### TEXT EXTRACT:
Most A-share factors derive from a handful of underlying signals: price, volume, fund flow, fundamentals. Different windows + different transformations create "new" factors that are highly correlated: 5-day momentum, 10-day momentum, 20-day momentum — pairwise |ρ| typically 0.6+. Implied vol vs historical vol — almost linear.
Without deduplication, your "50 factors" model has maybe 5 effective dimensions — but each is "copied" 10× — model over-relies on those 5 real signals, and weights jump fold-to-fold. Unstable + over-confident.
Spearman correlation pairwise. |ρ| > 0.7 = high correlation. ρ > 0.9 = essentially the same factor.
Cluster factors by correlation, keep one representative per cluster (typically highest IC).
Regress X_i on all other X, VIF = 1/(1-R²). VIF > 10 = severe collinearity.

### RECORDS PROVIDED:
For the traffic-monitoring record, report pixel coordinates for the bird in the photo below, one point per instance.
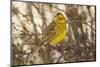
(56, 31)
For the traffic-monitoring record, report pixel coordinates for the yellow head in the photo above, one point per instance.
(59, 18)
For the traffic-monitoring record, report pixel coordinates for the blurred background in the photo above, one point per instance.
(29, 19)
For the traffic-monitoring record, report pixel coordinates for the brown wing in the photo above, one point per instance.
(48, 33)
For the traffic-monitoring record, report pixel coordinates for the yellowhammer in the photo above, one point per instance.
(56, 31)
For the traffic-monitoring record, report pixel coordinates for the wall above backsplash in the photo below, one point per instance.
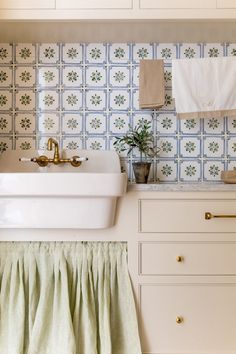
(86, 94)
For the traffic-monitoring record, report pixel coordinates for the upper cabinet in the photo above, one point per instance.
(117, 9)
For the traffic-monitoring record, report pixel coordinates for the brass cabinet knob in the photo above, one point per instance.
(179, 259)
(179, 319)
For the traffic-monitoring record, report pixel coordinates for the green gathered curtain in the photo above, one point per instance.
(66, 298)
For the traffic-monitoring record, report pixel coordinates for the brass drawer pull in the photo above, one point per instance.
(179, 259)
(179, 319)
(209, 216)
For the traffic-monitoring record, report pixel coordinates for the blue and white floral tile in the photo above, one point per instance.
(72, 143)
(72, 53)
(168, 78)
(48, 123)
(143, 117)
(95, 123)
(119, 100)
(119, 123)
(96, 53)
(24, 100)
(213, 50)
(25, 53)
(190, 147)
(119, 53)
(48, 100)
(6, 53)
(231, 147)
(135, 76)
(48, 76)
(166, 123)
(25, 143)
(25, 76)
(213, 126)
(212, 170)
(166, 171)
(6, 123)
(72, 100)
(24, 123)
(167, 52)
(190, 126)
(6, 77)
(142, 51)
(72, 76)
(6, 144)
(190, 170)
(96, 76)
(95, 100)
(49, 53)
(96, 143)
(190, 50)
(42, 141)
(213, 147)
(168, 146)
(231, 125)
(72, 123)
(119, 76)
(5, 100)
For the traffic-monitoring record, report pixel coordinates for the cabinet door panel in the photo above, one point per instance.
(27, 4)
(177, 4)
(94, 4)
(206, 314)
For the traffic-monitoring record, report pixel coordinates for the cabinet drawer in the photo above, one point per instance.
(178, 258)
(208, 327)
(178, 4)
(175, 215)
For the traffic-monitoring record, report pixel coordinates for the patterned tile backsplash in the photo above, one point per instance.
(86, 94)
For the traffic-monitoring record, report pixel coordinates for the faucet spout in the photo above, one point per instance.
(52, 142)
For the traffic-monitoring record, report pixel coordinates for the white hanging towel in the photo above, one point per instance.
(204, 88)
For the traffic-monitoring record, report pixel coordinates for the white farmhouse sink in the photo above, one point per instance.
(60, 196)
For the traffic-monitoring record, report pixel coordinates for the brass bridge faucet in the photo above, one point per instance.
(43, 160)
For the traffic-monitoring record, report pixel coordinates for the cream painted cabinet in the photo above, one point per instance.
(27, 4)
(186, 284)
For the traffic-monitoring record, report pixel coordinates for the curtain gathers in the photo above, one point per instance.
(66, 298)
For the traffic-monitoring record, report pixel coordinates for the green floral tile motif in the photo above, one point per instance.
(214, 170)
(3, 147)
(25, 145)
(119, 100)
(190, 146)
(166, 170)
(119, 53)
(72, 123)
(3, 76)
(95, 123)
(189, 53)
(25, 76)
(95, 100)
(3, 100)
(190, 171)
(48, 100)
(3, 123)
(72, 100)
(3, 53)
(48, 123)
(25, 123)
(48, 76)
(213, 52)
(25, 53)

---

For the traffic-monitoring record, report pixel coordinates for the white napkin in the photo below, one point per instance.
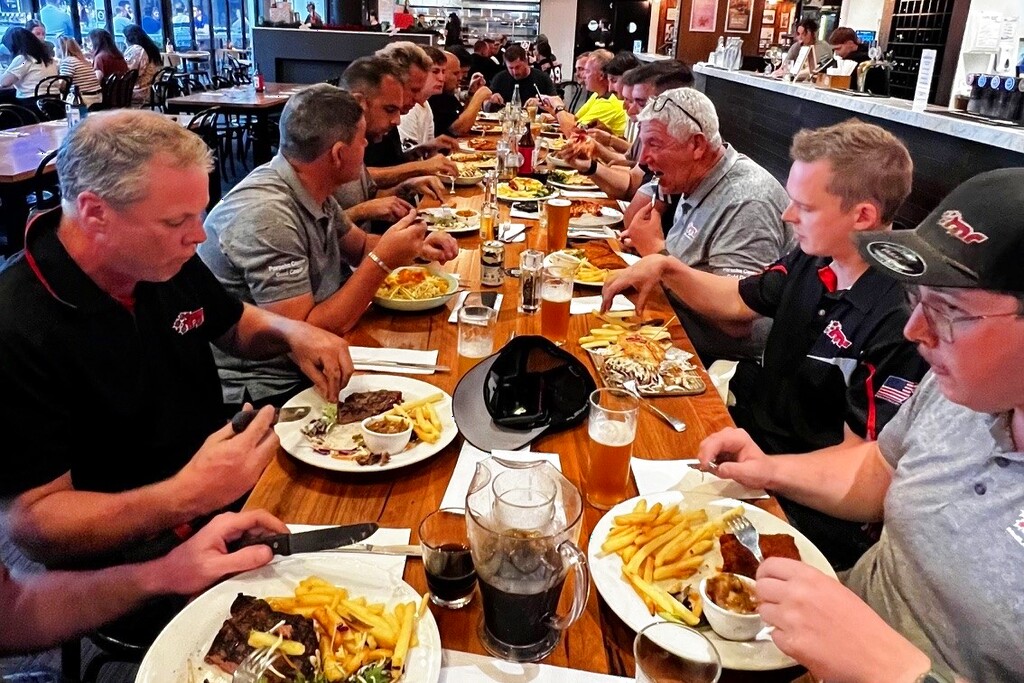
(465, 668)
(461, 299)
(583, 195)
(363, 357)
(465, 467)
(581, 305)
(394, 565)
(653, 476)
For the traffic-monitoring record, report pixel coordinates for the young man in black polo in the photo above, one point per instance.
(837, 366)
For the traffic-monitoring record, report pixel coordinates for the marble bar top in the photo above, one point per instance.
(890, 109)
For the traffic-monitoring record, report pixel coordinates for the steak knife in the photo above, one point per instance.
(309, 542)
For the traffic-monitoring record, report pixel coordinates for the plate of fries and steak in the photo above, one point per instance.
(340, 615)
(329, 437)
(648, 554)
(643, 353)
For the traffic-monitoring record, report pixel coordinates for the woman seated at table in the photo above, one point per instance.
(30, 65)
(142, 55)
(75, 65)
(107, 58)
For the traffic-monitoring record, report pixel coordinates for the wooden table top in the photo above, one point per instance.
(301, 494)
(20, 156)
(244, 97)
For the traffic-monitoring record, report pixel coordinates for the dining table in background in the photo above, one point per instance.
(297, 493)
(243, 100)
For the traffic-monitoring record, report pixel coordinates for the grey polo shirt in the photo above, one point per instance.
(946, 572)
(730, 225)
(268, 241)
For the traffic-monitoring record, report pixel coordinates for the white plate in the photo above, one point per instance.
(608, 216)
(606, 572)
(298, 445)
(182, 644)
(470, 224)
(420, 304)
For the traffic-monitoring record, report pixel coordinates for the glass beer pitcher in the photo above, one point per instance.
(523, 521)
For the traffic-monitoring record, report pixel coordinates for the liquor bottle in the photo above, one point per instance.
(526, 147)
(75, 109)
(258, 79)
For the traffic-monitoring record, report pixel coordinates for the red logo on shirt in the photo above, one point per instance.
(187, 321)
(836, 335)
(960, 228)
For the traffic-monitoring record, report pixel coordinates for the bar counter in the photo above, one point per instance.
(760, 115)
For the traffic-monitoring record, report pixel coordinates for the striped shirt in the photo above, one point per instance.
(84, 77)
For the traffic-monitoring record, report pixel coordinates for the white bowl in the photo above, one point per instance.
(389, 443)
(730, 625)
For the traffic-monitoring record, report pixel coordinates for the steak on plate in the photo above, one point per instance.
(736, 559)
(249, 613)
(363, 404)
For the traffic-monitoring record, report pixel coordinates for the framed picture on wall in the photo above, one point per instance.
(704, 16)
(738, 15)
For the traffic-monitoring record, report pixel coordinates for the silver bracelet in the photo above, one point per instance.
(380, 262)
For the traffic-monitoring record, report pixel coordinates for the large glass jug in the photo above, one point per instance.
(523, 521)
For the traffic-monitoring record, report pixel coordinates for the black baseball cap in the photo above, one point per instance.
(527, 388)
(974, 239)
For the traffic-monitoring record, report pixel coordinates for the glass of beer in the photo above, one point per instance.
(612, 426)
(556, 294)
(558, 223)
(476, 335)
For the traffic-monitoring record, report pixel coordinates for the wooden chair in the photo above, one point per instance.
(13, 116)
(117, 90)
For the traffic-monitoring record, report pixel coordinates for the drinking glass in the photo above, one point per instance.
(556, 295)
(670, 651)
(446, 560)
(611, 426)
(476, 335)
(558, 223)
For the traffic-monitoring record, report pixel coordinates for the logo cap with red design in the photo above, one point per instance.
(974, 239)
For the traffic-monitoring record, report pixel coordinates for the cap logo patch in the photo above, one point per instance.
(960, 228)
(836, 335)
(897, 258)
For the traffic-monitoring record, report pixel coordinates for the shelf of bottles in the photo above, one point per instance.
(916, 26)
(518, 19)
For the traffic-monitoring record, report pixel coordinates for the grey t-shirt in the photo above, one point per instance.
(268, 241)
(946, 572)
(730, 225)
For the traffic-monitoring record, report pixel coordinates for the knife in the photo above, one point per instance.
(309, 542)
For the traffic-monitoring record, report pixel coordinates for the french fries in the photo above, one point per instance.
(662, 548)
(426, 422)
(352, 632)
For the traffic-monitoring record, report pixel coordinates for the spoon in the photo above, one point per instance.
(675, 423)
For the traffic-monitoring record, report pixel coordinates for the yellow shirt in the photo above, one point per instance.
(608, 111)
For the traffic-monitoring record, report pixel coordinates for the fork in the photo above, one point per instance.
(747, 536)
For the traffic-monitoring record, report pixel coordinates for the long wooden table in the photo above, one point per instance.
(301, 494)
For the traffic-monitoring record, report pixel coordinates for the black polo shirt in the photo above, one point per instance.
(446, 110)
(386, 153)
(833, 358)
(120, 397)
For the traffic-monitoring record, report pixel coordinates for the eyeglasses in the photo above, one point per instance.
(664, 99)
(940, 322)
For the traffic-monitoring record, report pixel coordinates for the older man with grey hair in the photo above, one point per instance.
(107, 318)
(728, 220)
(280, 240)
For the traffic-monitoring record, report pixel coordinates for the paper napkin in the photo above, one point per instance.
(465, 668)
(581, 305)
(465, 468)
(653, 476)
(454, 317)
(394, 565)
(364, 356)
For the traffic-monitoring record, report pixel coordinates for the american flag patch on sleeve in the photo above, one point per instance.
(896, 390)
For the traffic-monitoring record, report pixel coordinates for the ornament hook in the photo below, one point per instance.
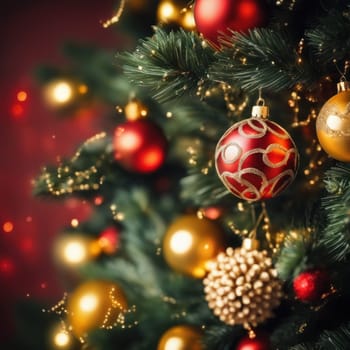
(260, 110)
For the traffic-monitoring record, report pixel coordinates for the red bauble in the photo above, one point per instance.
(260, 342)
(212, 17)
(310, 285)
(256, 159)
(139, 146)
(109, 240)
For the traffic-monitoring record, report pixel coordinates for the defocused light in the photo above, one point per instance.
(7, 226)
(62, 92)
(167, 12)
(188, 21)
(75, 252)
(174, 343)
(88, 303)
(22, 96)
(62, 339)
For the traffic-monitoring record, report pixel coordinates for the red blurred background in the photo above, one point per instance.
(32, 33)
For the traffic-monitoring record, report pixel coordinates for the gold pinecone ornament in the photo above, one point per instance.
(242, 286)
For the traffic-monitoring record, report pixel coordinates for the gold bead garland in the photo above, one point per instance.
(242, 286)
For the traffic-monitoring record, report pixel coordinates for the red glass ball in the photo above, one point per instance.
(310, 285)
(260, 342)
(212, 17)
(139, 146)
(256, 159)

--

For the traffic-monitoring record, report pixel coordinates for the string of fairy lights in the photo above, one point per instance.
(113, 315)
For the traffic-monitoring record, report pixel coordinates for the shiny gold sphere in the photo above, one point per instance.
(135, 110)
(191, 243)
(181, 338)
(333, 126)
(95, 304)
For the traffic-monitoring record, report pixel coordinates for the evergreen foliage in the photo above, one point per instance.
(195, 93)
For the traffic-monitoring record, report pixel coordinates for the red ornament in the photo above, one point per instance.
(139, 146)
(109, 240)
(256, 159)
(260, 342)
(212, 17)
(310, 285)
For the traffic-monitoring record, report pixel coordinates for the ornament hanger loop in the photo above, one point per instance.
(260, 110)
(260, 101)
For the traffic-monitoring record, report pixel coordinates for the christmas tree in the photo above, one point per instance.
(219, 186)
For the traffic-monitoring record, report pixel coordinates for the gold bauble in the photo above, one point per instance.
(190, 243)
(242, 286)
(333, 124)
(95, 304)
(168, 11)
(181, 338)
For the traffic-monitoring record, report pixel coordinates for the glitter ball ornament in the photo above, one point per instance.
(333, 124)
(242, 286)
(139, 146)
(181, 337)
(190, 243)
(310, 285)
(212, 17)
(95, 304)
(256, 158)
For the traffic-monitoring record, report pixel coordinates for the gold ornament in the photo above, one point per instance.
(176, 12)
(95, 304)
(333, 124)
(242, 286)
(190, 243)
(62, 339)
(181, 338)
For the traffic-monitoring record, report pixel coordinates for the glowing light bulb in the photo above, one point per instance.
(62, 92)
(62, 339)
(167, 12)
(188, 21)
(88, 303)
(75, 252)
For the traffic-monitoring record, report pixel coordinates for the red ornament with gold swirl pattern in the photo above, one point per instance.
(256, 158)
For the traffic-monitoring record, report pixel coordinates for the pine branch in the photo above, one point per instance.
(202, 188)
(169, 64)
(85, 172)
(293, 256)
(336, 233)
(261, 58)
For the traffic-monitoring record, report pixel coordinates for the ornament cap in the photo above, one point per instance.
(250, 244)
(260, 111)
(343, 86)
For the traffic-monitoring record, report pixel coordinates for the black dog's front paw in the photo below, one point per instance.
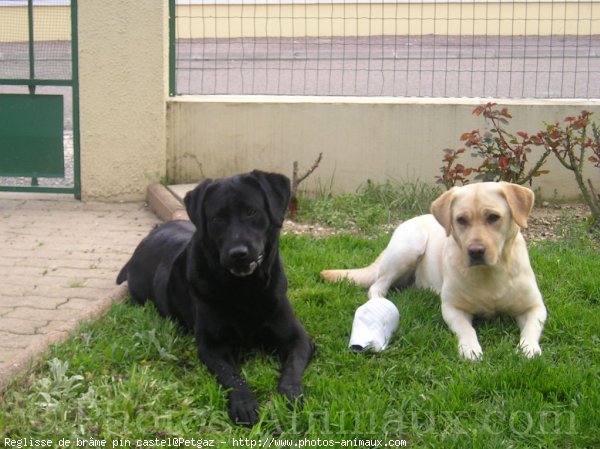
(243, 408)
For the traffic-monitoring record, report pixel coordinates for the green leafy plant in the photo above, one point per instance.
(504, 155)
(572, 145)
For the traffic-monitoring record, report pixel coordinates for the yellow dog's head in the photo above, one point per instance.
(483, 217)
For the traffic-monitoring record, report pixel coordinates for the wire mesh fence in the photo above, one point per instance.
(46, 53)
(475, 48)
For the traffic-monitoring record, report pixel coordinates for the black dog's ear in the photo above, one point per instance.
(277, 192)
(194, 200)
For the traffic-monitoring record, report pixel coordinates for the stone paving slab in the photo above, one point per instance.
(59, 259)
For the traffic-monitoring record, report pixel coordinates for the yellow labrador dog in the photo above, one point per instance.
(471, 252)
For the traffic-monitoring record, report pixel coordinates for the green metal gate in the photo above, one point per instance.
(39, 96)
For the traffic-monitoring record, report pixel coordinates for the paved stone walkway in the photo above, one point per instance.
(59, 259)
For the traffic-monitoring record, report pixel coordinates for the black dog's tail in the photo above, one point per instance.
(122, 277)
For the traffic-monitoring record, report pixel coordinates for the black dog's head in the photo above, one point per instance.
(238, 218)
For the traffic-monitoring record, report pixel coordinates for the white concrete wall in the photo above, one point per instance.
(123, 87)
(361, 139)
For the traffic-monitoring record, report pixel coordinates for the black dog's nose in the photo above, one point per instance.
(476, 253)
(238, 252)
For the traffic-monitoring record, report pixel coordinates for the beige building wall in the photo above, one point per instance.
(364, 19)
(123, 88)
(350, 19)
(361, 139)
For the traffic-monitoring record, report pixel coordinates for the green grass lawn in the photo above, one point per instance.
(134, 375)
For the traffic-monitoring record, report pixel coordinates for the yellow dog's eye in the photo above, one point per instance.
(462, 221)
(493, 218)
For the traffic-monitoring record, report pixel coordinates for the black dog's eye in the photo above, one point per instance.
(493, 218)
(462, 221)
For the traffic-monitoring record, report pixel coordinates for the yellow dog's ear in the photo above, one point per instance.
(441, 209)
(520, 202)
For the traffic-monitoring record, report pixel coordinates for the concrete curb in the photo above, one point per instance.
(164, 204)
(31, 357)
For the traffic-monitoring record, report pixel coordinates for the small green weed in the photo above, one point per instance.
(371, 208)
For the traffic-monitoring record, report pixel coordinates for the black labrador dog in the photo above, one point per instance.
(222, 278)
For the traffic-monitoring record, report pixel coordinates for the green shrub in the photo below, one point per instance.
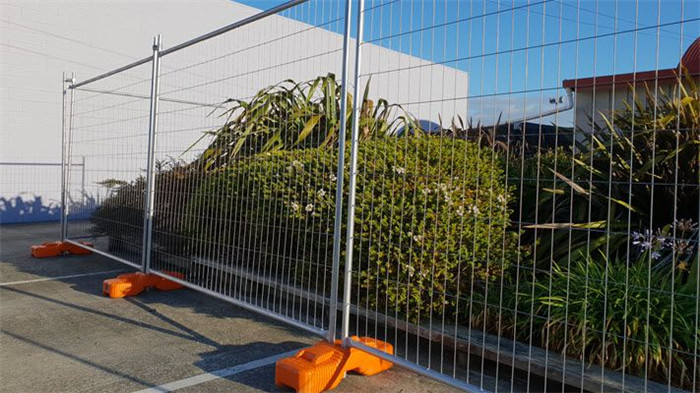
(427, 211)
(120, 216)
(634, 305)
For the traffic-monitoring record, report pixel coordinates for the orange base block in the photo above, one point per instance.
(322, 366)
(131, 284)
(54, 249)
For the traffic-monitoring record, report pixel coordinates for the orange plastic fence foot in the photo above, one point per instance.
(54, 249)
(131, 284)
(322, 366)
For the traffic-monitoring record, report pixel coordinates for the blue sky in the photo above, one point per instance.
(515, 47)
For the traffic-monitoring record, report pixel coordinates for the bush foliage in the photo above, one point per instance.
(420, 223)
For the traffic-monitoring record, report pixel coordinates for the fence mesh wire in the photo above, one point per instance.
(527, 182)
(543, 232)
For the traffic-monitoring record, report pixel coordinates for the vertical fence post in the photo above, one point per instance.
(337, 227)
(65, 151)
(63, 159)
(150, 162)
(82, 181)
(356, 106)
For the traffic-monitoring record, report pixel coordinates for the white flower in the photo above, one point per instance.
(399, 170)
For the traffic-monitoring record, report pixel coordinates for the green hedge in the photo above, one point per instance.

### PROBLEM SET:
a: Answer these from the factor-deduplication text:
(i) Above what pairwise Spearman |ρ| value is correlation considered high?
(ii) Which factor is typically kept as the representative of each correlation cluster?
(iii) What VIF value marks severe collinearity?
b: Reproduce the factor-deduplication text from "Most A-share factors" up to and including "Unstable + over-confident.".
The items are separate material, unrelated to the factor-deduplication text.

### RESULTS OF THE TASKS:
a:
(i) 0.7
(ii) The one with the highest IC
(iii) A VIF greater than 10

b:
Most A-share factors derive from a handful of underlying signals: price, volume, fund flow, fundamentals. Different windows + different transformations create "new" factors that are highly correlated: 5-day momentum, 10-day momentum, 20-day momentum — pairwise |ρ| typically 0.6+. Implied vol vs historical vol — almost linear.
Without deduplication, your "50 factors" model has maybe 5 effective dimensions — but each is "copied" 10× — model over-relies on those 5 real signals, and weights jump fold-to-fold. Unstable + over-confident.